**WHAT NEEDS TO BE DONE:** Retype all the records with nothing changed.

Data records:
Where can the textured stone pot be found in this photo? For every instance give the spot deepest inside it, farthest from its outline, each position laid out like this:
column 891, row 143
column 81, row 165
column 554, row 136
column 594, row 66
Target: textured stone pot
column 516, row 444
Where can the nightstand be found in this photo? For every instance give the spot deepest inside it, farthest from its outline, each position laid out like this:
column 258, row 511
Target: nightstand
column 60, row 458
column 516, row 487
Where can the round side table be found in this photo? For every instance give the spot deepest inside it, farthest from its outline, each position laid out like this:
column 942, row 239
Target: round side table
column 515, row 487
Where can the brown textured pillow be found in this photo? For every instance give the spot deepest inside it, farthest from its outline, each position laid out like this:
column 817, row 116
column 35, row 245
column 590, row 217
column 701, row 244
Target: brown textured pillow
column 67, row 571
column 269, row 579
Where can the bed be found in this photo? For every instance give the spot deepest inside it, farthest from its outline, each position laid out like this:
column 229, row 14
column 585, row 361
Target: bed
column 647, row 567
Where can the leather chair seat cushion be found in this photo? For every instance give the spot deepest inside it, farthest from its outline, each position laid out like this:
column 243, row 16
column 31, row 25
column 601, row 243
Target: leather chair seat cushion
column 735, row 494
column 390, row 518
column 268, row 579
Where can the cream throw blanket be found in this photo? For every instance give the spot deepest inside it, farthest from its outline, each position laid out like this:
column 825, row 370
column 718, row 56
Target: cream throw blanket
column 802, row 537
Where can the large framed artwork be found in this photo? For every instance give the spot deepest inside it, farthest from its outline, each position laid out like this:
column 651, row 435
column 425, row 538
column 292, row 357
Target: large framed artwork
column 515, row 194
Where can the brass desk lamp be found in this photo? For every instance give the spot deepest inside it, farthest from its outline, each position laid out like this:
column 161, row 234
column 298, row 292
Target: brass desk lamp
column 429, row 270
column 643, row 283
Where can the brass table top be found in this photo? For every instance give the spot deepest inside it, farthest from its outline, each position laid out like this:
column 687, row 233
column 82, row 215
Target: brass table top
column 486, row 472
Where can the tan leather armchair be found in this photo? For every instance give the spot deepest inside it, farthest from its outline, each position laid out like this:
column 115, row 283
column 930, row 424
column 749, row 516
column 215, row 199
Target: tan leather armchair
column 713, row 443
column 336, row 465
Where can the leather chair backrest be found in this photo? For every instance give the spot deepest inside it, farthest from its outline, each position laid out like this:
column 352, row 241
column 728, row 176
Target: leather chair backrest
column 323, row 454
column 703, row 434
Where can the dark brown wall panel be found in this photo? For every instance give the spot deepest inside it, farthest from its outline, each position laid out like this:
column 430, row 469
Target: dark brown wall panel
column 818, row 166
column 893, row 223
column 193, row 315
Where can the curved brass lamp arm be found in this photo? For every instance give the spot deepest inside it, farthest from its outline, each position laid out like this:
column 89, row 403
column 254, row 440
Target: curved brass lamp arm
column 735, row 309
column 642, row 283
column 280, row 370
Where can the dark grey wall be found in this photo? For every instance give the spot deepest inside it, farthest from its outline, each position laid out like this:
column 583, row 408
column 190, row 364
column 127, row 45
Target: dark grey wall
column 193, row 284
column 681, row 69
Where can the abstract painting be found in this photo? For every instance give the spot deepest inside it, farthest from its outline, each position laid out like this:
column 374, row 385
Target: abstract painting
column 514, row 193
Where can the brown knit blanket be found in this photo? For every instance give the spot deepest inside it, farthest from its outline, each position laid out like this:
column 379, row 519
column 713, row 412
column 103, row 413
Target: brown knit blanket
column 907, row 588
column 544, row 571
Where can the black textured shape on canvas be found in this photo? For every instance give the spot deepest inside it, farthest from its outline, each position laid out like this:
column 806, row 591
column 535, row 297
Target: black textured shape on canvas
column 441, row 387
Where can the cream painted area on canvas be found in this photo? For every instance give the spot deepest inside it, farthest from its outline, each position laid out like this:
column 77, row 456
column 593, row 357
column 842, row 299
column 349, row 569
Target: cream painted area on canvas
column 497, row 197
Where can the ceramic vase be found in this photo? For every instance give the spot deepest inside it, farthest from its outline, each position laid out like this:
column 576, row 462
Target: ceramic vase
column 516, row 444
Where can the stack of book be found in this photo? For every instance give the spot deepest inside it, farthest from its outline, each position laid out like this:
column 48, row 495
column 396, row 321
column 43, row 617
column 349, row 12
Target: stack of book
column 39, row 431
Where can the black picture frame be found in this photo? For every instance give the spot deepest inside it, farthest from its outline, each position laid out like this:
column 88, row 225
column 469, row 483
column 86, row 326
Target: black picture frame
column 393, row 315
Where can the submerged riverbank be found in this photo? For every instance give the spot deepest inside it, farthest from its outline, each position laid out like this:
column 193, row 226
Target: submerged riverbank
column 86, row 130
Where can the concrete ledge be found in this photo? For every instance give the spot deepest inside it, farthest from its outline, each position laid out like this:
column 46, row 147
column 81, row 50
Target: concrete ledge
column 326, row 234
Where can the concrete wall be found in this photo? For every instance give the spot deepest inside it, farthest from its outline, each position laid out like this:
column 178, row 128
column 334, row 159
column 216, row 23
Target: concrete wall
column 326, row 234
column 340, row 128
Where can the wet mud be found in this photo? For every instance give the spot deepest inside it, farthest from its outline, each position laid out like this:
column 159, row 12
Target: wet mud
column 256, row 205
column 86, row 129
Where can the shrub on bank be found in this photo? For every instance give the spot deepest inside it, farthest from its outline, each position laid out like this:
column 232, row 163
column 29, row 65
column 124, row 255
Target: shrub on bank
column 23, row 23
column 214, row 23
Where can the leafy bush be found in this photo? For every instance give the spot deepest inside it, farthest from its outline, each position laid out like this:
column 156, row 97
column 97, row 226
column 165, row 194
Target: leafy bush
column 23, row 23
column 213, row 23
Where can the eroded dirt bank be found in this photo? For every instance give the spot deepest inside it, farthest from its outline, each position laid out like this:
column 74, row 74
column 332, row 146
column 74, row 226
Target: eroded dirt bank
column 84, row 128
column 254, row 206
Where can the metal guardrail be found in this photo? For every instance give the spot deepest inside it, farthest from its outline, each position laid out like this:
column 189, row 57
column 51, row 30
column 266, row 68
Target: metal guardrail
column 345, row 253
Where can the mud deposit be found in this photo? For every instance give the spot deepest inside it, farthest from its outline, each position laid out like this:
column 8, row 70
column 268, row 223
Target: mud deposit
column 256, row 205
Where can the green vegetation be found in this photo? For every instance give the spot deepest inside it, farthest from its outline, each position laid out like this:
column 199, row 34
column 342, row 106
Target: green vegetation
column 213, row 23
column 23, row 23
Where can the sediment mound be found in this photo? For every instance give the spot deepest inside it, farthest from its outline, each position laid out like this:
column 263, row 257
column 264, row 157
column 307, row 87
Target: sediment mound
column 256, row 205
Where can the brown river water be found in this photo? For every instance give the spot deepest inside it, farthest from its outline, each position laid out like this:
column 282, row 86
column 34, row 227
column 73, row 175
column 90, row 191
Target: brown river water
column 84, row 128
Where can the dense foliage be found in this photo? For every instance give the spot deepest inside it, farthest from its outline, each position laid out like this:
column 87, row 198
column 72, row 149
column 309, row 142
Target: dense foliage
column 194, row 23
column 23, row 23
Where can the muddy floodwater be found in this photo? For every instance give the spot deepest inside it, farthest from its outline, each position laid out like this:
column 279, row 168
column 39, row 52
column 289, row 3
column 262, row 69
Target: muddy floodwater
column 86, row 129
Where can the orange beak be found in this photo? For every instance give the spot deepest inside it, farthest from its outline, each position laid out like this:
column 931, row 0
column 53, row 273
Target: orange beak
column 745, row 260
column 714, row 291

**SOLUTION FOR THIS EXERCISE:**
Where can the textured stone pot be found in this photo? For every instance give the spot deepest inside it, farthest from its outline, each position laid out like this:
column 891, row 143
column 81, row 165
column 554, row 136
column 594, row 66
Target: textured stone pot
column 516, row 444
Where can the nightstand be found in this photo? For every instance give the spot deepest inside it, farthest from its outline, each position laid out like this:
column 258, row 511
Target: nightstand
column 60, row 458
column 516, row 487
Where can the round side table be found in this photo? For every instance give the spot deepest inside it, farthest from its outline, each position laid out like this:
column 942, row 239
Target: round side table
column 515, row 487
Where can the brown textured pillow be found in this photo? For every instance give the spot deepest inside it, farthest from its outline, each position laid out like this:
column 817, row 116
column 35, row 245
column 590, row 217
column 701, row 244
Target: brown textured pillow
column 67, row 571
column 269, row 579
Where can the bed be found in this photo? For every instance give the spot deepest inside it, farthest from its outline, each position laid out like this:
column 229, row 14
column 585, row 361
Target: bed
column 647, row 567
Where can the leather chair seat cushion be found in this photo? For every instance give the spot deepest inside it, farthest from its outline, each position laid out like this:
column 243, row 16
column 31, row 25
column 601, row 243
Target: leather chair seat cushion
column 735, row 494
column 390, row 518
column 268, row 579
Where can the cream throw blanket be found in this photo? For every instance give the spot deepest inside it, farthest from its outline, each position laid out like this:
column 825, row 370
column 718, row 56
Target: cream throw blanket
column 802, row 537
Where can the large framed artwork be found in this photo? For every instance give the spot deepest inside it, farthest from its outline, each position laid out like this:
column 651, row 435
column 425, row 538
column 292, row 357
Target: large framed artwork
column 515, row 194
Where can the brass desk lamp be found in this photo? For every instance give the spot deepest inside it, farthest from its outline, each position laid out like this:
column 161, row 234
column 298, row 292
Target: brass desk lamp
column 429, row 270
column 643, row 283
Where can the brass table top be found in this photo? For every instance give the spot deepest inside it, farthest from its outline, each position laid out like this:
column 687, row 233
column 82, row 215
Target: brass table top
column 486, row 472
Where can the tan leather armchair be found in this photo? For every instance give the spot deepest inside it, farthest from its outline, each position laid out like this:
column 115, row 283
column 930, row 424
column 749, row 516
column 215, row 199
Target: tan leather armchair
column 713, row 443
column 336, row 465
Where can the leather chair backrest be found in this photo? For every instance give the spot deepest inside it, farthest from its outline, each position laid out like this:
column 352, row 241
column 728, row 176
Target: leather chair backrest
column 323, row 454
column 703, row 434
Where can the dark brown wall panel be found in this photo? For every instance give the spot deepest inside it, farthest from its outline, each position laid out like this:
column 430, row 469
Target: dark brown wall panel
column 818, row 166
column 893, row 223
column 193, row 315
Where can the curved brass lamp arm be found in this photo? For every instance give the spot deepest inside it, farthest from its outline, each position laid out like this:
column 89, row 403
column 254, row 440
Target: curved brass lamp arm
column 735, row 309
column 642, row 283
column 280, row 370
Where can the dark grey wall be found in this photo? For every instance give the spot deepest inside it, farthest from its outline, each position laid out like this:
column 583, row 408
column 190, row 364
column 127, row 45
Target: dark grey wall
column 193, row 284
column 681, row 69
Where can the abstract painting be found in this photo? For every instance give the spot deepest inside it, farthest from its outline, each position laid out like this:
column 374, row 385
Target: abstract painting
column 514, row 193
Where can the brown knit blanket be found in this photo? For every instance give the spot deepest inside it, farthest from its outline, each position laid out like this:
column 379, row 519
column 713, row 412
column 103, row 413
Target: brown knit blanket
column 907, row 588
column 544, row 571
Where can the black textured shape on canvas be found in this photo? For every instance give the spot deepest inside it, farthest from its outline, each position laid out like this:
column 806, row 591
column 535, row 297
Target: black textured shape on canvas
column 441, row 387
Where can the cream painted area on canvas be found in this photo? For every instance give the spot deepest inside it, farthest from its outline, each position laid out like this:
column 77, row 456
column 593, row 357
column 842, row 299
column 349, row 569
Target: cream painted area on canvas
column 497, row 197
Where can the ceramic vase be found in this photo? For every instance give the spot deepest inside it, farthest from its outline, each position laid out like this:
column 576, row 462
Target: ceramic vase
column 516, row 444
Where can the stack of book be found in this photo? For every instance give the spot deepest inside it, farthest from its outline, each position laid out like this:
column 48, row 495
column 396, row 321
column 43, row 617
column 349, row 12
Target: stack of book
column 39, row 431
Where can the black picture frame be found in this photo? For every instance give the spot deepest inside it, farthest from its outline, each position laid out like this:
column 88, row 225
column 469, row 483
column 86, row 326
Target: black picture frame
column 393, row 315
Where can the submerged riverbank be found in this photo? For every instance give the spot deepest inside it, farthest from its outline, each position laid out like this:
column 193, row 226
Target: submerged riverbank
column 86, row 130
Where can the concrete ledge be found in this photo? For every instance give the spot deepest inside it, farthest from its outline, each position laid out like this:
column 46, row 147
column 81, row 50
Target: concrete ledge
column 326, row 234
Where can the concrete wall be found in this photo? For every instance give the spot deepest inside it, farthest from its outline, each position laid out like this:
column 178, row 128
column 334, row 159
column 216, row 23
Target: concrete wall
column 326, row 234
column 340, row 128
Where can the wet mud be found in this photo? For every instance give the spot deepest inside it, farthest from its outline, each position laid out like this:
column 159, row 12
Target: wet mud
column 256, row 205
column 86, row 129
Where can the shrub on bank be found in this photo? For every instance give the spot deepest inside it, farthest from its outline, each position laid out like this:
column 232, row 163
column 29, row 65
column 124, row 255
Target: shrub on bank
column 23, row 23
column 214, row 23
Where can the leafy bush be found in this photo? For every instance give the spot deepest inside it, farthest from its outline, each position laid out like this:
column 156, row 97
column 97, row 226
column 165, row 194
Target: leafy bush
column 23, row 23
column 213, row 23
Where can the eroded dirt bank be found in this photo? For every instance give the spot deepest inside it, farthest from its outline, each position laid out like this:
column 74, row 74
column 332, row 146
column 74, row 226
Target: eroded dirt bank
column 84, row 128
column 254, row 206
Where can the metal guardrail be found in this photo? For every instance give the spot deepest inside it, farthest from its outline, each position laid out like this:
column 189, row 57
column 51, row 30
column 266, row 68
Target: metal guardrail
column 345, row 253
Where can the mud deposit be found in this photo? For every instance give the spot deepest inside it, farthest from its outline, each position laid out like this:
column 8, row 70
column 268, row 223
Target: mud deposit
column 256, row 205
Where can the green vegetation be found in this photo? For every instance give the spot deepest inside it, farthest from its outline, each position laid out like this:
column 199, row 34
column 342, row 106
Target: green vegetation
column 213, row 23
column 23, row 23
Where can the sediment mound be found in this photo? For every instance give the spot deepest inside it, farthest from its outline, each position laid out like this:
column 263, row 257
column 264, row 157
column 307, row 87
Target: sediment mound
column 256, row 205
Where can the brown river water be found in this photo? For every instance give the spot deepest inside it, farthest from its outline, each position laid out like this:
column 282, row 86
column 34, row 227
column 73, row 175
column 90, row 191
Target: brown river water
column 84, row 128
Where can the dense foliage be found in this photo? For every instance give the spot deepest inside it, farthest from its outline, each position laid out like this:
column 87, row 198
column 72, row 149
column 309, row 142
Target: dense foliage
column 194, row 23
column 23, row 23
Where can the muddy floodwater be found in this photo? For every instance give the spot deepest inside it, farthest from its outline, each position laid out like this:
column 279, row 168
column 39, row 52
column 289, row 3
column 262, row 69
Target: muddy floodwater
column 86, row 129
Where can the orange beak be found in this photo? For every instance give the spot deepest inside it, farthest from its outline, each position laid out like this:
column 931, row 0
column 53, row 273
Target: orange beak
column 745, row 260
column 714, row 291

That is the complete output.